*Written exercise 1*
Which people does the text on South Africa's press restrictions name, including its byline?

*Text to read*
------------------------

Monday, Apr. 18, 2005

Uncertain Limits

By JANICE C. SIMPSON

The warning signs had been visible for months. In September the government of State President P.W. Botha expelled a U.S. correspondent for allegedly reporting "half truths." Only weeks later an American television camera crew was arrested and charged with disobeying a police order to leave a protest rally. In October Minister of Law and Order Louis Le Grange accused the foreign media of encouraging blacks to fake violent incidents in order to film them. Thus it came as little surprise to most of the 172 accredited foreign journalists in South Africa when on Nov. 2 the Botha government imposed new restrictions that sharply limit press access to often bloody clashes between police and black protesters.

------------------------

(Data listing)
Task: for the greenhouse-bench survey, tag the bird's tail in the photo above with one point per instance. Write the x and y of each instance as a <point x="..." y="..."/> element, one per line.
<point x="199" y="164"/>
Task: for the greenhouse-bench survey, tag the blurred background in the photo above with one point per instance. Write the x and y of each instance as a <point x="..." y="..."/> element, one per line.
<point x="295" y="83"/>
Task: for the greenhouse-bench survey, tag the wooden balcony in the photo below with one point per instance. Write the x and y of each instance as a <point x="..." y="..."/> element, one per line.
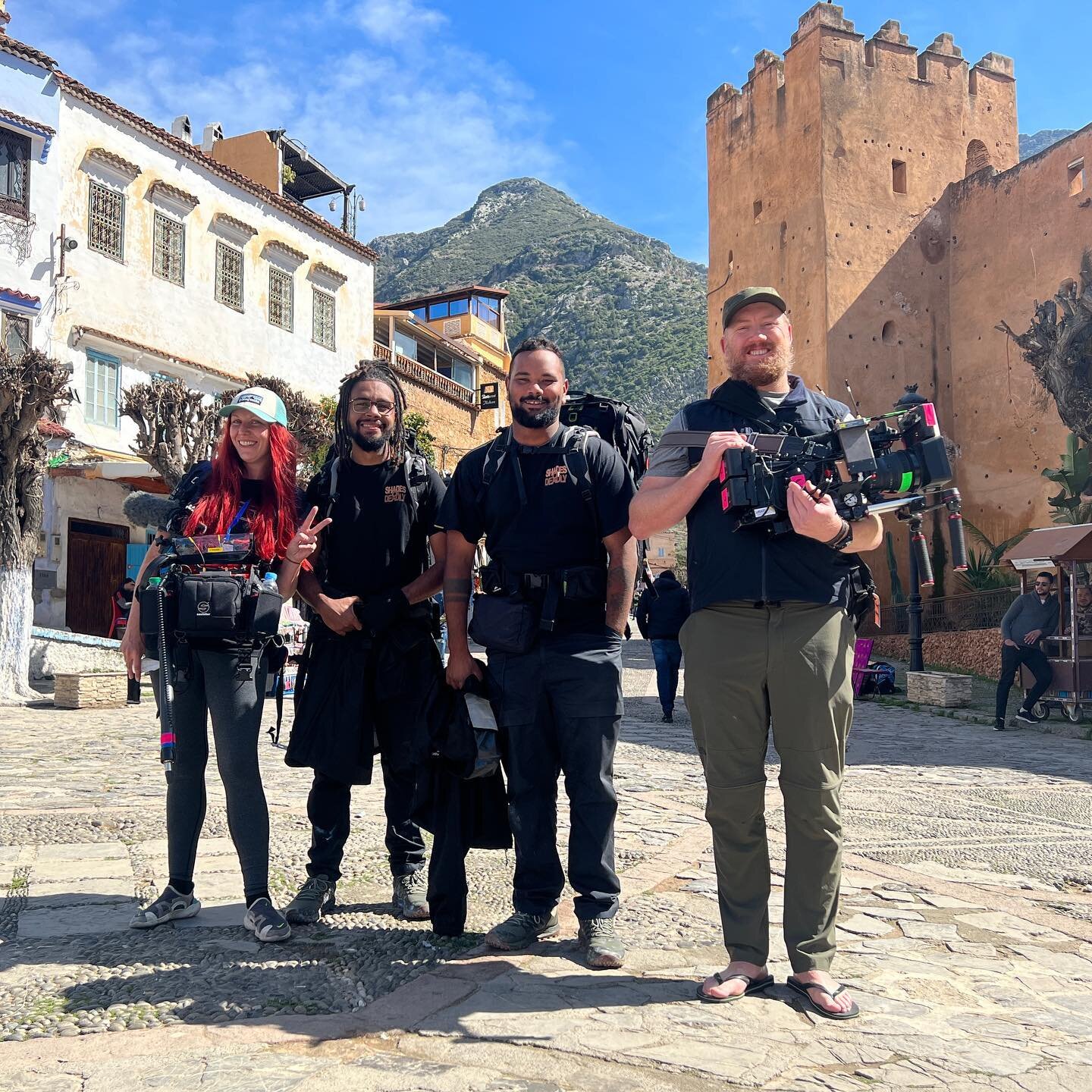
<point x="419" y="372"/>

------------------------

*Written exercise 2*
Could you rewrite every entry in the data listing with "greenhouse-bench survey" replaced by "garden-wall survey" and nothing else changed? Leave the picture out of your answer.

*Task response 1*
Janice C. Simpson, P.W. Botha, Louis Le Grange

*Task response 2*
Task: for the garden-wall survey, tag the bird's tail in the photo above with one point per instance. Write the x and y of each instance as a <point x="..." y="..."/> element, one per line.
<point x="199" y="164"/>
Task: for the garden-wall survey, tag the blurred background in the photo above with one point per instance. Write the x and y of each instance as a <point x="..." y="..."/> element, one per line.
<point x="295" y="83"/>
Task: for the garden-wall survey, tag the wooden balcony in the photo below with one point per instance. Write the x and y of each instance as a <point x="..." y="..."/> element, one per line.
<point x="419" y="372"/>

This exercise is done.